Problem statement >> Return each of the entries below precisely, with no pictures in the result.

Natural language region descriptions
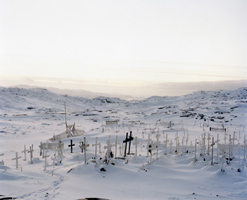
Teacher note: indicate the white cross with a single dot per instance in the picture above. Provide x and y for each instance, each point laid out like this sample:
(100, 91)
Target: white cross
(166, 141)
(96, 144)
(2, 162)
(84, 146)
(209, 138)
(45, 156)
(136, 143)
(176, 138)
(195, 159)
(116, 143)
(148, 140)
(16, 159)
(108, 149)
(157, 146)
(170, 146)
(31, 153)
(25, 150)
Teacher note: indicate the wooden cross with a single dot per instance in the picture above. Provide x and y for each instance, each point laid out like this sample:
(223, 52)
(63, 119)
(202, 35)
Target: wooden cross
(2, 162)
(31, 153)
(170, 146)
(176, 138)
(84, 147)
(209, 138)
(16, 159)
(116, 143)
(45, 156)
(126, 141)
(25, 150)
(108, 154)
(96, 144)
(148, 140)
(195, 159)
(166, 142)
(136, 143)
(130, 139)
(71, 146)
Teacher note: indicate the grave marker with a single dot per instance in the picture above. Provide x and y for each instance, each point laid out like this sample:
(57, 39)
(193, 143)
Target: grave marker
(71, 146)
(96, 144)
(25, 150)
(45, 156)
(116, 143)
(31, 153)
(84, 147)
(166, 142)
(2, 162)
(136, 143)
(16, 159)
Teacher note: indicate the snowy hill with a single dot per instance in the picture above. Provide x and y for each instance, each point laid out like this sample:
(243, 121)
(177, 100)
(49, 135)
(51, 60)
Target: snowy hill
(177, 169)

Your solution >>
Teacher note: indicate the white cross with a single dot per instance in the picture above. Provide x and y for each instance, each point laid out like this sample:
(100, 91)
Target: white cross
(166, 141)
(96, 144)
(2, 162)
(84, 146)
(209, 138)
(45, 156)
(136, 143)
(176, 138)
(195, 159)
(116, 143)
(148, 140)
(16, 159)
(108, 149)
(157, 146)
(170, 146)
(31, 153)
(25, 150)
Teacher note: indicate the wooden cross with a single dot per instance in the picture above. Provide x and y for each instance, each point laid out like this sample:
(223, 52)
(63, 119)
(202, 35)
Target: wooden cross
(2, 162)
(31, 153)
(170, 146)
(176, 138)
(84, 147)
(209, 138)
(16, 159)
(116, 143)
(45, 156)
(126, 141)
(25, 150)
(108, 154)
(96, 144)
(148, 140)
(195, 159)
(166, 142)
(136, 143)
(130, 139)
(71, 146)
Teacher note: indicate the grave marker with a single dot per instance in the picture above. Provide x and y for each instance, each point laid out like this sample:
(57, 39)
(193, 143)
Target: grave marker
(71, 146)
(96, 144)
(25, 150)
(45, 156)
(116, 143)
(31, 153)
(84, 147)
(166, 142)
(2, 162)
(136, 143)
(16, 159)
Teacher note: indicate the snowy hill with a single dot per instance in the picture above. Provide x and y for each instance, each point laid out like this sample:
(243, 121)
(177, 100)
(49, 135)
(51, 60)
Target: snowy hill
(177, 169)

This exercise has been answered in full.